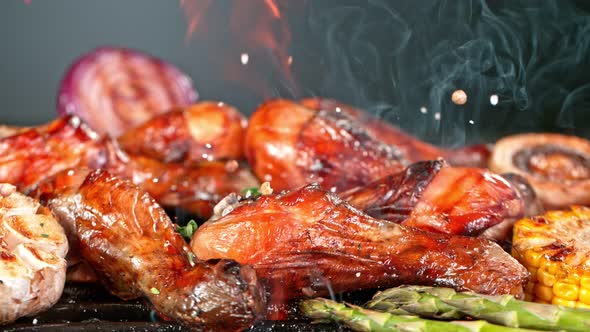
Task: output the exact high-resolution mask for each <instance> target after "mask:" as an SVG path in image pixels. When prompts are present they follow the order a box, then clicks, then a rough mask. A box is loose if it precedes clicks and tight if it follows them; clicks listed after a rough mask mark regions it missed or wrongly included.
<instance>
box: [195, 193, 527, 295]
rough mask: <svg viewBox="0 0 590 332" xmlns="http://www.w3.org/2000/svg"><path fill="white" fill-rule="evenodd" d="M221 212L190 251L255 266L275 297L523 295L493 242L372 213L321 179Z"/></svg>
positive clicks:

● **Problem description**
Set down every line of the entries above word for word, leaving out the picture.

● **Exercise solution**
Task: output the exact high-resolution mask for each <instance> target after "mask:" as an SVG path in image pixels. When prompts are present they follow the order a box, then clicks, then a rough mask. A box is loose if it precedes clicks and tight if it follows them; clicks listed after a rough mask mark regions it missed or wrongly included.
<instance>
box: [195, 193, 527, 295]
rough mask: <svg viewBox="0 0 590 332" xmlns="http://www.w3.org/2000/svg"><path fill="white" fill-rule="evenodd" d="M221 212L190 251L255 266L275 297L523 295L493 242L372 213L321 179Z"/></svg>
positive clicks:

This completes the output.